SET TASK: Reproduce the following email excerpt about node error counters word for word.

PAGE EXCERPT:
——

Christan,

>>> There are some error counters that aren't errors, then there are statistic 
>>> counters.
>>> 
>>> I'm curious did one come before the other? I ask b/c some nodes count 
>>> non-error statistics using errors (e.g., arp, ipsec, ...) and I'm wondering 
>>> why.
>> 
>> The node errors as implemented in src/vlib/error.[ch] came first.
>> The stats segment is just a representation of these per-node counters. The 
>> stats segment is essentially a KV store,
>> where the node counters are given a key as 
>> "/err/<node-name>/<error-counter-name>
>> 
>> You are absoultely right that some nodes do use this counter infrastructure 
>> for non-error situations.
>> e.g. we have "no error", "encapsulated", "decapsulated" by some nodes and so 
>> on.
>> I at some point was thinking of placing these under a different path. Then I 
>> distracted myself by thinking of how all the counters could be represented 
>> in a data model instead (specifically a YANG tree).

——

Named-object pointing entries
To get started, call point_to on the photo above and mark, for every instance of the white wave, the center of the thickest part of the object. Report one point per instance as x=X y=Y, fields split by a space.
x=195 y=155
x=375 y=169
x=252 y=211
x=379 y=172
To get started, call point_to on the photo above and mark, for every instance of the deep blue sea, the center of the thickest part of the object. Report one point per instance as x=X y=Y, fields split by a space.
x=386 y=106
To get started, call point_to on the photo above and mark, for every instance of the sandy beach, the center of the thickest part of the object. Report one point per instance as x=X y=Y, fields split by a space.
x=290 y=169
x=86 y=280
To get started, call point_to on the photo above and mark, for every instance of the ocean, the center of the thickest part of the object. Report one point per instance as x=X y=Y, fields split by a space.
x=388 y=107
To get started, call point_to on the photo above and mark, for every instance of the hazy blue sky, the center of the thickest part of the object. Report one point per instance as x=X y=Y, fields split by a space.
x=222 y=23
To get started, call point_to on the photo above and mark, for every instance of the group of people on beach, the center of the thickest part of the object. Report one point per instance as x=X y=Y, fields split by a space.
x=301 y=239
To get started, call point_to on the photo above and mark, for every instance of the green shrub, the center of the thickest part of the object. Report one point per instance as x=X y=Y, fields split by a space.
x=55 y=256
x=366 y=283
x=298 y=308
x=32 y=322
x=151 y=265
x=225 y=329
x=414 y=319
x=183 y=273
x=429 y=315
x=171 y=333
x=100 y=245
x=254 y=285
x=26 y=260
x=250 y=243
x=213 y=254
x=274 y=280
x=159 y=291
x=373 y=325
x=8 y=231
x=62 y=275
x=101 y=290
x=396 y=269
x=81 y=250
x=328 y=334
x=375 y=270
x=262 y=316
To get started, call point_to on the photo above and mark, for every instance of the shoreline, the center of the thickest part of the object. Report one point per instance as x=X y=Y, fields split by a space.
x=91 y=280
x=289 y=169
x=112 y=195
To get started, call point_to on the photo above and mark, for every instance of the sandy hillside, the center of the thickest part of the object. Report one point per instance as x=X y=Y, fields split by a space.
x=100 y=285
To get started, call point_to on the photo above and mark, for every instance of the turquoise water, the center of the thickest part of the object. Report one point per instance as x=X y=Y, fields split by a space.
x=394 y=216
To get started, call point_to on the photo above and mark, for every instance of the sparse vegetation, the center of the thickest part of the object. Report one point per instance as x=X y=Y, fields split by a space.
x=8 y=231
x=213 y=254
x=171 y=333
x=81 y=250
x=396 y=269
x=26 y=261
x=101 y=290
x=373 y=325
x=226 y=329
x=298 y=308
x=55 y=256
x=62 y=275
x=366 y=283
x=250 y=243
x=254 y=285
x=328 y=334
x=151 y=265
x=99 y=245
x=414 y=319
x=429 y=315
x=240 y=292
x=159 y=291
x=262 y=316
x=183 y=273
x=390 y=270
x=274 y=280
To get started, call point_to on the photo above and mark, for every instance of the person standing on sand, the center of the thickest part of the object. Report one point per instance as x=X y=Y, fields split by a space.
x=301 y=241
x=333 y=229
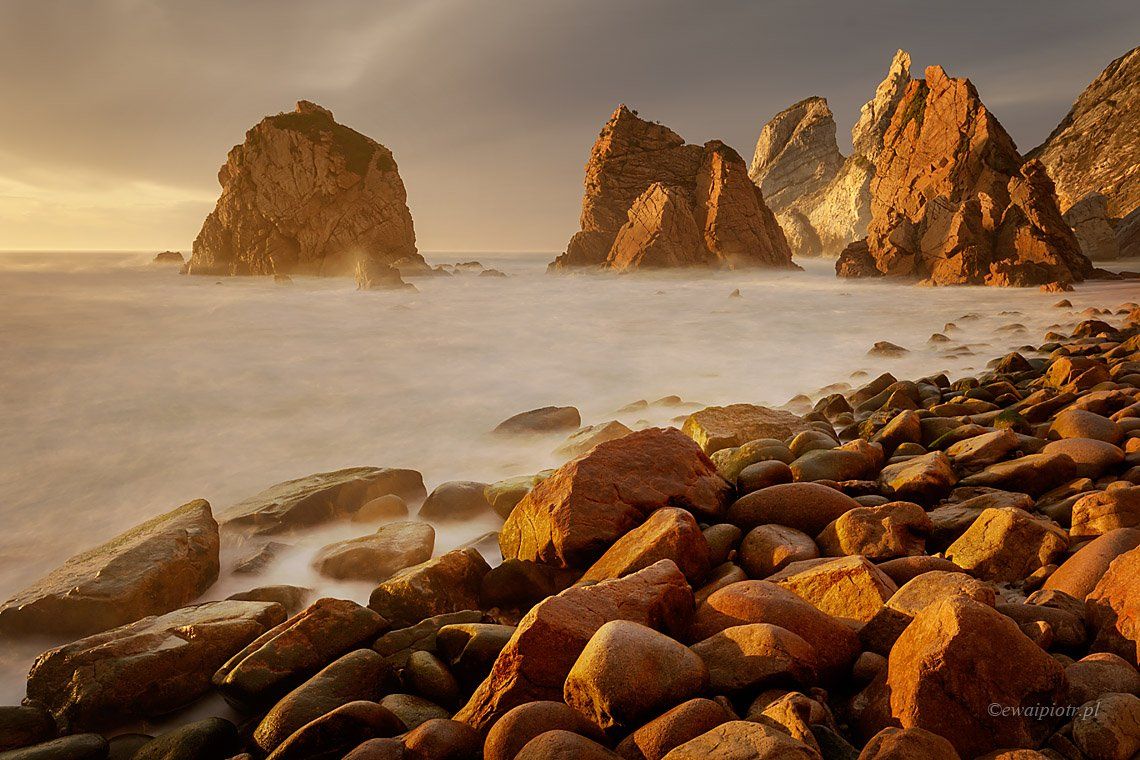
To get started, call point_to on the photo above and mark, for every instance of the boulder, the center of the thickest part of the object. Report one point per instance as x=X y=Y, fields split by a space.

——

SOLUTION:
Christan,

>>> There are some error counters that aren't errors, then there are statistic 
>>> counters.
>>> 
>>> I'm curious did one come before the other? I ask b/c some nodes count 
>>> non-error statistics using errors (e.g., arp, ipsec, ...) and I'm wondering 
>>> why.
>> 
>> The node errors as implemented in src/vlib/error.[ch] came first.
>> The stats segment is just a representation of these per-node counters. The 
>> stats segment is essentially a KV store,
>> where the node counters are given a key as 
>> "/err/<node-name>/<error-counter-name>
>> 
>> You are absoultely right that some nodes do use this counter infrastructure 
>> for non-error situations.
>> e.g. we have "no error", "encapsulated", "decapsulated" by some nodes and so 
>> on.
>> I at some point was thinking of placing these under a different path. Then I 
>> distracted myself by thinking of how all the counters could be represented 
>> in a data model instead (specifically a YANG tree).